"On one side is scientific inquiry, with its breathtaking record of achievement and understanding. On the other side is complementary and alternative medicine (CAM), an umbrella term for remedies that are based on tradition and spiritualism, which receives heartfelt anecdotal support but little else to vouch for its efficacy. (http://www.medscape.com/viewarticle/565472_2)"

I am still amazed at this debate. On one hand we have a tradition that a short 150 years ago had their surgeons sharpening their knives on the bottoms of their boots (Western medicine) and on the other (CAM) there are treatises 3000 years old that describe the microscopic structures of virii and bacteria.

Medscape’s “Integrative Medicine Resource Center” (http://www.medscape.com/resource/integrativemed) has nothing on realEvidence Based Medicine (http://www.medscape.com/viewarticle/564560), the results for thousands of years of billions of people treated with Ayurveda. (http://ayurastro.com/ayurveda/?page_id=2)

### The data:
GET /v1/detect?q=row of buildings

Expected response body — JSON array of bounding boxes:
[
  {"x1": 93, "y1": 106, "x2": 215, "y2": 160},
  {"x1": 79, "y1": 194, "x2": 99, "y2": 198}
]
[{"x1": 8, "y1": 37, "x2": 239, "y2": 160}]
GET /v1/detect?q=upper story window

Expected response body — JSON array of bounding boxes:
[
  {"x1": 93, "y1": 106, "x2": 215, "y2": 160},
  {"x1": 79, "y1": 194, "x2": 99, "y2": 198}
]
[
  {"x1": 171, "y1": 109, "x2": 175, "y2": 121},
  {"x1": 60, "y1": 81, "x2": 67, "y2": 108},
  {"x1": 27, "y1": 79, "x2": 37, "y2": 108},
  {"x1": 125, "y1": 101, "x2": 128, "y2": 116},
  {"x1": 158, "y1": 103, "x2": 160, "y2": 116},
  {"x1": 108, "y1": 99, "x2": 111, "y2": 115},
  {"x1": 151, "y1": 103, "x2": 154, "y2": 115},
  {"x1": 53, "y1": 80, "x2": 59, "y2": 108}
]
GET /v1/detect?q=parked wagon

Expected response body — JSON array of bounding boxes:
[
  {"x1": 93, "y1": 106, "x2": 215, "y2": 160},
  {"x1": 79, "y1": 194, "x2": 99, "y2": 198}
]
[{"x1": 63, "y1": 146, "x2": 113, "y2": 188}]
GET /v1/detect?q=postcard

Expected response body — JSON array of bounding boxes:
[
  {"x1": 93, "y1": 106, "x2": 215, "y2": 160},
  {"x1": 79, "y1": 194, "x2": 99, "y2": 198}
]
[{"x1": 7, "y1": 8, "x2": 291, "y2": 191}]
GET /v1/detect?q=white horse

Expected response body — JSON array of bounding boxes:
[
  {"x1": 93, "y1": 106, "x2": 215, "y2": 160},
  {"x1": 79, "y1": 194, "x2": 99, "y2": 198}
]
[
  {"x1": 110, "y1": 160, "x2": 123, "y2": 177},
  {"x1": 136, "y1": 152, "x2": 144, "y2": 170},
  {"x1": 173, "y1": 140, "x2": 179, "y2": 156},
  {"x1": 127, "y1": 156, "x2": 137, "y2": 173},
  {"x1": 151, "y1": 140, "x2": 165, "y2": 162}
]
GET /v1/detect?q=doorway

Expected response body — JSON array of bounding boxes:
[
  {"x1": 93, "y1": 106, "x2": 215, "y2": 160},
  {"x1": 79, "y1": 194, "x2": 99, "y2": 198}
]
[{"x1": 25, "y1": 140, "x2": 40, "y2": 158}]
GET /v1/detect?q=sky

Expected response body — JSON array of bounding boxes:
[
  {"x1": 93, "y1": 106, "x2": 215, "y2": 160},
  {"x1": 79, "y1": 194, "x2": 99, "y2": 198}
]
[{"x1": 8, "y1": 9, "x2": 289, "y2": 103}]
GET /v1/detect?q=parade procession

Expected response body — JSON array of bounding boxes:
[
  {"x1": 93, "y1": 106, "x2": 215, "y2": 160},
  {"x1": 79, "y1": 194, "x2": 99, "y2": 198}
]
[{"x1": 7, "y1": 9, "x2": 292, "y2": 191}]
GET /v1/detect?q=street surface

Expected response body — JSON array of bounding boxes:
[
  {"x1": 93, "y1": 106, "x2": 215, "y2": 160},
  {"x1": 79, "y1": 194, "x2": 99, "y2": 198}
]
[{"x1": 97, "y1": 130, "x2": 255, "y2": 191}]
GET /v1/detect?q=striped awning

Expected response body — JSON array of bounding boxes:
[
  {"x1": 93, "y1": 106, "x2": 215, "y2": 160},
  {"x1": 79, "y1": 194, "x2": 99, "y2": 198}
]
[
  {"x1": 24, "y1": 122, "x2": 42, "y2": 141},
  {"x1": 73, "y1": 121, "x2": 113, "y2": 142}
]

### Problem:
Extend the post on the debate over alternative medicine and Ayurveda, starting after its last sentence.

### Written answer:
Suspicious doctors scoff at small study sizes for Western CAM while minimizing their active scope of practice.

See my bibliography (/bibliography.html) for references to my attempts to bridge the two fields, CAM and science (http://www.nytimes.com/2008/06/01/opinion/01greene.html?_r=1&th&emc=th&oref=slogin), that are not very far apart at all.

Neuroscientists tell us that children do science natively and naively. Adults do Ayurveda, globally and completely.